begin Input data

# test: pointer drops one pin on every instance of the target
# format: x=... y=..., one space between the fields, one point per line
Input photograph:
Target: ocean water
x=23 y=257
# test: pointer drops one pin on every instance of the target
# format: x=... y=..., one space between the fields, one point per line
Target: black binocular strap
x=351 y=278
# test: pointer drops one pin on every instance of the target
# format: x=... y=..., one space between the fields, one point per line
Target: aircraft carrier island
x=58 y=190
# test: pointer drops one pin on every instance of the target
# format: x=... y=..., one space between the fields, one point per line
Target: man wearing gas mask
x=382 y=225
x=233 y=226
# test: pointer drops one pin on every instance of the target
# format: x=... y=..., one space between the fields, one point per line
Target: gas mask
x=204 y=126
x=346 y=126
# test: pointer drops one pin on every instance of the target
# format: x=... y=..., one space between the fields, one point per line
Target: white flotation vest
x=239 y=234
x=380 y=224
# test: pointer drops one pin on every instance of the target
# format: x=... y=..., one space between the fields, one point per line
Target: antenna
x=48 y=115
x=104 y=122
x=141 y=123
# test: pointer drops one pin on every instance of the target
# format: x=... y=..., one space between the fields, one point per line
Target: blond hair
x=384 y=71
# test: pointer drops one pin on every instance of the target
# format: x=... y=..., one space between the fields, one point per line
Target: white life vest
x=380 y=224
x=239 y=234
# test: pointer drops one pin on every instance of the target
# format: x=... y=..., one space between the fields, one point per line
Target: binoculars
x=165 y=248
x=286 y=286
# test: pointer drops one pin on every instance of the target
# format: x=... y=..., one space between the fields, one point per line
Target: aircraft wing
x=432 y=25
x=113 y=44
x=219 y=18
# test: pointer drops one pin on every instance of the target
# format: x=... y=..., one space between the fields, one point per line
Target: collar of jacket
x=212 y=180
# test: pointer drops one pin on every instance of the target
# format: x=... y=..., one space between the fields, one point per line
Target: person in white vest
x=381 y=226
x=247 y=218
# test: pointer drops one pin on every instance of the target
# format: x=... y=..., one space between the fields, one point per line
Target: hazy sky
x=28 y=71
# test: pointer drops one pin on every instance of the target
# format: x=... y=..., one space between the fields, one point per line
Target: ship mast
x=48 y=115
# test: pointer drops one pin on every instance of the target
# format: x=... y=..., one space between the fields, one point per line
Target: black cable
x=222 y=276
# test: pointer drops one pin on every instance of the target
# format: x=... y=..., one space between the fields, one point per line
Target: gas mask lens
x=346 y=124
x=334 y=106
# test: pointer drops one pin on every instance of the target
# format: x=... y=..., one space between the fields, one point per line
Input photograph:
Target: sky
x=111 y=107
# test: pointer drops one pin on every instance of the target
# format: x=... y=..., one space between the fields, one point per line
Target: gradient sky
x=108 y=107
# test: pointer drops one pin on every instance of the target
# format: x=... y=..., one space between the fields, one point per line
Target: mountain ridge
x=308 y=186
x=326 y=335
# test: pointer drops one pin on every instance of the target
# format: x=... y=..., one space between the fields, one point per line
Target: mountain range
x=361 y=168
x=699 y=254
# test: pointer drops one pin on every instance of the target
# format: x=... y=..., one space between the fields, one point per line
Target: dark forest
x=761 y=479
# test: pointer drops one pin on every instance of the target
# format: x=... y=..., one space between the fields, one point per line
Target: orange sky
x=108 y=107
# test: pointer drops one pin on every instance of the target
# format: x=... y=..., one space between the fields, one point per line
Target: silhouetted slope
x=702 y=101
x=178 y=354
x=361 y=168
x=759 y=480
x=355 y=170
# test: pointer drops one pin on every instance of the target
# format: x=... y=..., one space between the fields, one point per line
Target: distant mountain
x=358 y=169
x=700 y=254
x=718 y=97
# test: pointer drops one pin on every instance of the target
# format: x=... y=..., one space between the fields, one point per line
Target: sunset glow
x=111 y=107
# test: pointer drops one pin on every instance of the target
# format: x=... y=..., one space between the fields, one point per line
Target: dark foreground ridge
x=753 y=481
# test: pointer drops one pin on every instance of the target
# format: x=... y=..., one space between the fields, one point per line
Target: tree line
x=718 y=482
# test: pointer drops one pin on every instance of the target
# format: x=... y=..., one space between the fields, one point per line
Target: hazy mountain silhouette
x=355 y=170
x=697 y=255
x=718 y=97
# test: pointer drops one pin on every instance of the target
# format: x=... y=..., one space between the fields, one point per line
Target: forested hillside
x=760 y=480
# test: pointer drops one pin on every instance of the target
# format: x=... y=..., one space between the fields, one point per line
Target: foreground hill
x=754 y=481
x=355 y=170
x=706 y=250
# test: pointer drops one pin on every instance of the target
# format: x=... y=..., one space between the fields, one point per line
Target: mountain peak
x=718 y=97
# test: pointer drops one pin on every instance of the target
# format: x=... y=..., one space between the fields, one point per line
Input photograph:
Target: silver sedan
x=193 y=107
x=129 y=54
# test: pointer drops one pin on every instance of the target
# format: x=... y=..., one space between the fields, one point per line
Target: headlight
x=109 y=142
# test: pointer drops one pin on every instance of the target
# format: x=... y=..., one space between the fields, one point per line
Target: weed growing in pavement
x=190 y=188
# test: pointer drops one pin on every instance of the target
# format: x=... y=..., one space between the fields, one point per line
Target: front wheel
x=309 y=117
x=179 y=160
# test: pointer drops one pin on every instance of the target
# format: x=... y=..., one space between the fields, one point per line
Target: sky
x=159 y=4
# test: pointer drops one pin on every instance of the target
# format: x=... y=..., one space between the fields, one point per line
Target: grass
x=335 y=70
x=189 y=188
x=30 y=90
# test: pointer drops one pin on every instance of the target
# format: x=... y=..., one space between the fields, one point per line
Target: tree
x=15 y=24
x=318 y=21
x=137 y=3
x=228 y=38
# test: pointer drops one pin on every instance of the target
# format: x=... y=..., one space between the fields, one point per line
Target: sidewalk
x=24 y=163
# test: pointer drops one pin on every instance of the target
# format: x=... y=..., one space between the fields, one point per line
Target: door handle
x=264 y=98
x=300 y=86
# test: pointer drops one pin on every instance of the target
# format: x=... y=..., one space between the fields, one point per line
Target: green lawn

end Input data

→ **Instructions for the task**:
Filter the records above down to the lines that contain the string "black". Case counts.

→ **Output of the task**:
Target: black binocular strap
Target: black cable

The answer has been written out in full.